▸ **TASK PROMPT**
The entries below are to be written out again without alteration.

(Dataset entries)
--- START ---
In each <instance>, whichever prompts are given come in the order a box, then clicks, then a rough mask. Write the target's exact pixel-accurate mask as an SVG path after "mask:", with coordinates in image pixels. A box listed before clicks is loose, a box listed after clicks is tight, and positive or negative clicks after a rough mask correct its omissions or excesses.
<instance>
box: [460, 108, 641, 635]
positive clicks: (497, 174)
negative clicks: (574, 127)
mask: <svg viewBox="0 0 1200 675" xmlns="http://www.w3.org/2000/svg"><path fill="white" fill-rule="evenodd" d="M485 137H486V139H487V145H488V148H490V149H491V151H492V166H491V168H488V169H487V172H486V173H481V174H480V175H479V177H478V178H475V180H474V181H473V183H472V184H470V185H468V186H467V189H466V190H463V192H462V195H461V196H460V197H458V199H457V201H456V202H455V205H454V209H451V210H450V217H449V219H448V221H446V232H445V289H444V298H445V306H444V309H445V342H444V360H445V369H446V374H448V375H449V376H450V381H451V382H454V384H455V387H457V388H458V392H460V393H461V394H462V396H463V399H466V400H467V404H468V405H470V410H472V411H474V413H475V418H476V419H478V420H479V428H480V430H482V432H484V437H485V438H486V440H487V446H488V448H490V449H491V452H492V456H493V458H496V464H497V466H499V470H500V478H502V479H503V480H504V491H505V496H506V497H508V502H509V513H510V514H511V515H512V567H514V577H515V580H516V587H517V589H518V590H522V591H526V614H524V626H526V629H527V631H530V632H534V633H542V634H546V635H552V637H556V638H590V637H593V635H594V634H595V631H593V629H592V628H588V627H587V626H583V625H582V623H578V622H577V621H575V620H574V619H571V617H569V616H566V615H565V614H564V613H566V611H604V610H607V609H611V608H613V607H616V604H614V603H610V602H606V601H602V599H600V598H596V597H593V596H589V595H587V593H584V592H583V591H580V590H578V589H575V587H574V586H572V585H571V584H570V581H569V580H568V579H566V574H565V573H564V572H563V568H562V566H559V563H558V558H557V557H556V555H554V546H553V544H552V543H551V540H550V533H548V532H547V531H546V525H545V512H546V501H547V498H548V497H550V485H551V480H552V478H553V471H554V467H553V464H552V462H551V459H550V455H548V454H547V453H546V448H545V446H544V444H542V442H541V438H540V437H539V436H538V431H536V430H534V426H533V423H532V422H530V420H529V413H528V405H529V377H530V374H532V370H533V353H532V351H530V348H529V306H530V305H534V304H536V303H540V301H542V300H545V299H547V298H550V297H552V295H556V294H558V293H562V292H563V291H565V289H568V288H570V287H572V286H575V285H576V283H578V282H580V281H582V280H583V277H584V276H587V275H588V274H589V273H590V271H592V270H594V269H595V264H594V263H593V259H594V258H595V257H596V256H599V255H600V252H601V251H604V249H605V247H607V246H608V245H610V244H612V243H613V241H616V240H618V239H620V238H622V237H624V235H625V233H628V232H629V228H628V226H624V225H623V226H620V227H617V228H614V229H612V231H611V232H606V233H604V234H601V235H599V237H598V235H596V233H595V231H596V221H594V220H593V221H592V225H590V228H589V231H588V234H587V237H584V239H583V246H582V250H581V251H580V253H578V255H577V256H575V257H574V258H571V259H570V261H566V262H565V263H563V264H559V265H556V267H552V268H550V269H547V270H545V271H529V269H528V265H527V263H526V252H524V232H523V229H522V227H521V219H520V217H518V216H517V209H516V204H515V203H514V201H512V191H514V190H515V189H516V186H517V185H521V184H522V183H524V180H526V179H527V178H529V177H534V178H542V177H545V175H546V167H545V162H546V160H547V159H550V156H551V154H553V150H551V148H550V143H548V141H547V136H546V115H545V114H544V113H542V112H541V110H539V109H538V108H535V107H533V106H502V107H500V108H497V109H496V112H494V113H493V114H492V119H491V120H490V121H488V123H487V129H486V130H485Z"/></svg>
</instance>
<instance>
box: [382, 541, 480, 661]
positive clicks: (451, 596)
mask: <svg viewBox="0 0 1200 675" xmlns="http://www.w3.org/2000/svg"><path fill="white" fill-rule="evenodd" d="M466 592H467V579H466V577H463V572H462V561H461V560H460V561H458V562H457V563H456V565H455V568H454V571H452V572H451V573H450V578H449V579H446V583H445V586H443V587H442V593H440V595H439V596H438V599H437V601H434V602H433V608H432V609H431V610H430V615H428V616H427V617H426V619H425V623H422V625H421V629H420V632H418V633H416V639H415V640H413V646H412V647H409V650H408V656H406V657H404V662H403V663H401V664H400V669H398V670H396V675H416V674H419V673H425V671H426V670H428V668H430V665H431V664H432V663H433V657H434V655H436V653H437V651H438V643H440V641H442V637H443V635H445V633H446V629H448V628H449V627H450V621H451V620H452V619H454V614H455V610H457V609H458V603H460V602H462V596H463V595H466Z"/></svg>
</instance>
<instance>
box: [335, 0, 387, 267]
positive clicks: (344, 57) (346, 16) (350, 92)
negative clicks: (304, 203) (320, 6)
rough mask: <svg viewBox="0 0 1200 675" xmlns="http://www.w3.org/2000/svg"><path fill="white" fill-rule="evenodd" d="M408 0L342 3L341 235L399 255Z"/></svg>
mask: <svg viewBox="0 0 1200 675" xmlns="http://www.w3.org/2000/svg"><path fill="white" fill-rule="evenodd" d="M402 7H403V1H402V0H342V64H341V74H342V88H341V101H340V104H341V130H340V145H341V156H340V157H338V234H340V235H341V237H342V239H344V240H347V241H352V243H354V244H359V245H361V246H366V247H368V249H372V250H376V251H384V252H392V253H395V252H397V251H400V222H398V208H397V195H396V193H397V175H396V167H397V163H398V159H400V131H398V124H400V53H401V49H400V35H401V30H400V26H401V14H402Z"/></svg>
--- END ---
▸ **TASK RESULT**
In each <instance>, whichever prompts are given come in the order a box, then clicks, then a rough mask. Write the target's exact pixel-accurate mask as an SVG path after "mask:", with coordinates in image pixels. A box listed before clicks is loose, a box listed after clicks is tight, and positive or negative clicks after a rough mask correct its omissions or excesses.
<instance>
box: [460, 108, 641, 635]
positive clicks: (497, 174)
negative clicks: (574, 127)
mask: <svg viewBox="0 0 1200 675" xmlns="http://www.w3.org/2000/svg"><path fill="white" fill-rule="evenodd" d="M485 137H486V139H487V145H488V148H490V149H491V151H492V166H491V168H488V169H487V172H486V173H481V174H480V175H479V177H478V178H475V180H474V181H473V183H472V184H470V185H468V186H467V189H466V190H463V192H462V195H461V196H460V197H458V199H457V201H456V202H455V205H454V209H451V210H450V217H449V219H448V221H446V232H445V289H444V298H445V306H444V309H445V342H444V360H445V369H446V374H448V375H449V376H450V381H451V382H454V384H455V387H457V388H458V392H460V393H461V394H462V396H463V399H466V400H467V404H468V405H470V410H472V411H474V413H475V418H476V419H478V420H479V428H480V430H482V432H484V437H485V438H486V440H487V446H488V448H490V449H491V452H492V456H493V458H496V464H497V466H499V470H500V478H502V479H503V480H504V491H505V496H506V497H508V502H509V513H510V514H511V515H512V567H514V577H515V580H516V587H517V589H518V590H522V591H526V614H524V626H526V629H527V631H530V632H534V633H542V634H546V635H552V637H556V638H590V637H593V635H594V634H595V631H593V629H592V628H588V627H587V626H583V625H582V623H578V622H577V621H575V620H574V619H571V617H569V616H566V615H565V614H564V613H566V611H604V610H607V609H611V608H613V607H616V604H614V603H610V602H606V601H602V599H600V598H596V597H593V596H589V595H587V593H584V592H583V591H580V590H578V589H575V587H574V586H572V585H571V584H570V581H569V580H568V579H566V574H565V573H564V572H563V568H562V566H559V563H558V558H557V557H556V555H554V546H553V544H552V543H551V540H550V533H548V532H547V531H546V525H545V512H546V501H547V498H548V497H550V485H551V480H552V478H553V471H554V467H553V464H552V462H551V459H550V455H548V454H547V453H546V448H545V446H544V444H542V442H541V438H540V437H539V436H538V431H536V430H534V426H533V423H532V422H530V420H529V413H528V405H529V377H530V374H532V370H533V353H532V351H530V348H529V306H530V305H534V304H536V303H540V301H542V300H545V299H547V298H550V297H552V295H556V294H558V293H562V292H563V291H565V289H568V288H570V287H572V286H575V285H576V283H578V282H580V281H582V280H583V277H584V276H587V275H588V274H589V273H590V271H592V270H594V269H595V264H594V263H593V259H594V258H595V257H596V256H599V255H600V252H601V251H604V249H605V247H607V246H608V245H610V244H612V243H613V241H616V240H618V239H620V238H622V237H624V235H625V233H628V232H629V228H628V226H624V225H623V226H620V227H617V228H614V229H612V231H611V232H606V233H604V234H601V235H599V237H598V235H596V233H595V231H596V221H594V220H593V221H592V225H590V228H589V231H588V234H587V237H584V239H583V246H582V250H581V251H580V253H578V255H577V256H575V257H574V258H571V259H570V261H566V262H565V263H563V264H559V265H556V267H552V268H550V269H547V270H545V271H529V269H528V265H527V263H526V252H524V232H523V229H522V227H521V219H520V217H518V216H517V209H516V204H515V203H514V201H512V191H514V190H515V189H516V186H517V185H521V184H522V183H524V180H526V179H527V178H529V177H534V178H542V177H545V175H546V167H545V162H546V160H547V159H550V156H551V154H553V150H551V148H550V143H548V141H547V136H546V115H545V114H544V113H542V112H541V110H539V109H538V108H535V107H533V106H502V107H500V108H497V109H496V112H494V113H493V114H492V119H491V120H490V121H488V123H487V129H486V130H485Z"/></svg>
</instance>
<instance>
box: [382, 541, 480, 661]
positive clicks: (451, 596)
mask: <svg viewBox="0 0 1200 675" xmlns="http://www.w3.org/2000/svg"><path fill="white" fill-rule="evenodd" d="M466 592H467V579H466V577H463V572H462V561H461V560H460V561H458V562H457V563H456V565H455V568H454V571H452V572H451V573H450V578H449V579H446V583H445V586H443V587H442V593H440V595H439V596H438V599H437V601H434V602H433V608H432V609H431V610H430V615H428V616H427V617H426V619H425V623H422V625H421V629H420V632H418V633H416V639H415V640H413V646H412V647H409V650H408V656H406V657H404V662H403V663H401V664H400V669H398V670H396V675H416V674H419V673H425V671H426V670H428V668H430V665H431V664H432V663H433V657H434V655H436V653H437V651H438V643H440V641H442V637H443V635H445V633H446V629H448V628H449V627H450V621H451V620H452V619H454V614H455V610H457V609H458V603H460V602H462V596H463V595H466Z"/></svg>
</instance>
<instance>
box: [335, 0, 387, 267]
positive clicks: (344, 57) (346, 16) (350, 92)
negative clicks: (304, 203) (320, 6)
rough mask: <svg viewBox="0 0 1200 675" xmlns="http://www.w3.org/2000/svg"><path fill="white" fill-rule="evenodd" d="M408 0L342 3L341 235L399 255Z"/></svg>
mask: <svg viewBox="0 0 1200 675" xmlns="http://www.w3.org/2000/svg"><path fill="white" fill-rule="evenodd" d="M402 7H403V1H402V0H342V64H341V74H342V88H341V101H340V104H341V130H340V145H341V156H340V157H338V234H340V235H341V237H342V239H344V240H347V241H352V243H354V244H359V245H361V246H366V247H368V249H372V250H376V251H384V252H392V253H395V252H397V251H400V222H398V208H397V195H396V193H397V175H396V167H397V163H398V159H400V131H398V124H400V53H401V49H400V35H401V30H400V26H401V14H402Z"/></svg>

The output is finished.